Jones said Indonesian fighters could easily fly on commercial airlines
to Turkey, where Ahrar al-Sham, one of the Islamic groups fighting the
government of President Bashar al-Assad, helped them cross the border
into Syria. Some Indonesian extremists have also been linking up with
the Islamic State of Iraq and Syria, a hard-line group linked to Al
Qaeda, she said.
“There
are two main concerns for Indonesia,” Ms. Jones said. “One is the
return of foreign fighters and what that could mean to providing
leadership to the very weak and incompetent jihadi movement here.”
“Second,
the process of raising funds for Syria could strengthen the resource
base of groups in Indonesia, such as Jemaah Islamiyah,” she said,
referring to the Southeast Asian terrorist network linked to Al Qaeda
that carried out the Bali bombings in 2002, and whose members and
splinter cells carried out other terrorist attacks in Indonesia from
2000 to 2009. She said Jemaah Islamiyah had used its network to recruit
and send Indonesian fighters to Syria.
Indonesian
extremists are known to have trained and fought in Afghanistan in the
1980s and ’90s, in the southern Philippines and possibly in Bosnia. The
involvement of Indonesian fighters in Syria became more prominent after
an extremist from the Borneo Island of Indonesia named Riza Fardi was
killed there last year, according to the report from the Institute for
Policy Analysis of Conflict.
His
death was announced on Nov. 28 on the Twitter account of Suquor al-Izz
Brigade, an armed group with which Mr. Riza was fighting, the report
said. It added that Mr. Riza graduated from Al Mukmin Islamic boarding
school, in the Central Java Province of Indonesia, an institution that
has produced multiple terrorists and whose founder, the radical cleric
Abu Bakar Bashir, is in prison on a terrorism conviction.
The
report said that Indonesian Islamic organizations had made multiple
humanitarian missions to Syria since the conflict began, “bringing in
cash and medical assistance to the Islamist resistance in a way
apparently designed to open channels for more direct participation in
the fighting.”

* _Task list_:
(a) Name every armed or extremist group mentioned in the news excerpt about Indonesian fighters in Syria.
(b) Decide whether each statement agrees with the news excerpt about Indonesian fighters in Syria, answering yes or no and quoting the deciding words: (i) Riza Fardi's death was announced on Twitter on Nov. 28. (ii) Ms. Jones called the jihadi movement in Indonesia strong. (iii) Indonesian fighters entered Syria by crossing the border from Iraq.
(c) Continue the news excerpt about Indonesian fighters in Syria from the point where it ends.

* _Stored data_:
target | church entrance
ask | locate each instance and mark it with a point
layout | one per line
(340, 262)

* _Written responses_:
(a) Ahrar al-Sham, the Islamic State of Iraq and Syria, Al Qaeda, Jemaah Islamiyah, and Suquor al-Izz Brigade.

(b)
(i) Yes: "His death was announced on Nov. 28 on the Twitter account of Suquor al-Izz Brigade."
(ii) No: "the very weak and incompetent jihadi movement here."
(iii) No: "to Turkey, where Ahrar al-Sham, one of the Islamic groups fighting the government of President Bashar al-Assad, helped them cross the border into Syria."

(c)
Noor
Huda Ismail, the founder of the Institute for International Peace
Building, which helps assimilate former Indonesian terrorists back into
society, noted that six people suspected of being terrorists who were
killed after an all-night standoff beginning on Dec. 31 in a town
outside Jakarta were planning to travel to Turkey and had already bought
airline tickets.
“At
the microlevel, most of the Indonesians who travel to Syria — whether
they fight or were involved in humanitarian actions — they will tell
their story when they return and inspire others to follow in their
footsteps,” he said. “Individuals who travel there manage to provide a
new narrative about jihad, which will be widely translated. This new
narrative is the most important thing — a narrative about enlarging the
conflict.”
Mr.
Noor said the Syrian civil war was viewed by many Muslims as a conflict
between Sunnis and the Shiite-backed government of Mr. Assad. He said
the participation of Indonesian fighters would have ramifications back
in Indonesia, which is the world’s largest Muslim-majority nation and
has a small minority of Shiites who in recent years have faced
harassment and physical attacks.
“The
Indonesian Shiite groups are worried about these movements,” Mr. Noor
said. “It creates ramifications where you see tensions between the Sunni
and Shiite communities in Indonesia.”
Ms.
Jones, of the Institute for Policy Analysis of Conflict, said another
major concern was that Jemaah Islamiyah, which had fallen off the radar
after ceasing terrorist attacks on Western targets in Indonesia in 2007
because of, among other things, an internal backlash over the fact that
the majority of its victims were Indonesian Muslims, was increasing its
prestige by helping to send fighters to Syria.
The revival of Jemaah Islamiyah as a jihadi organization could have significant consequences in the long term, she said.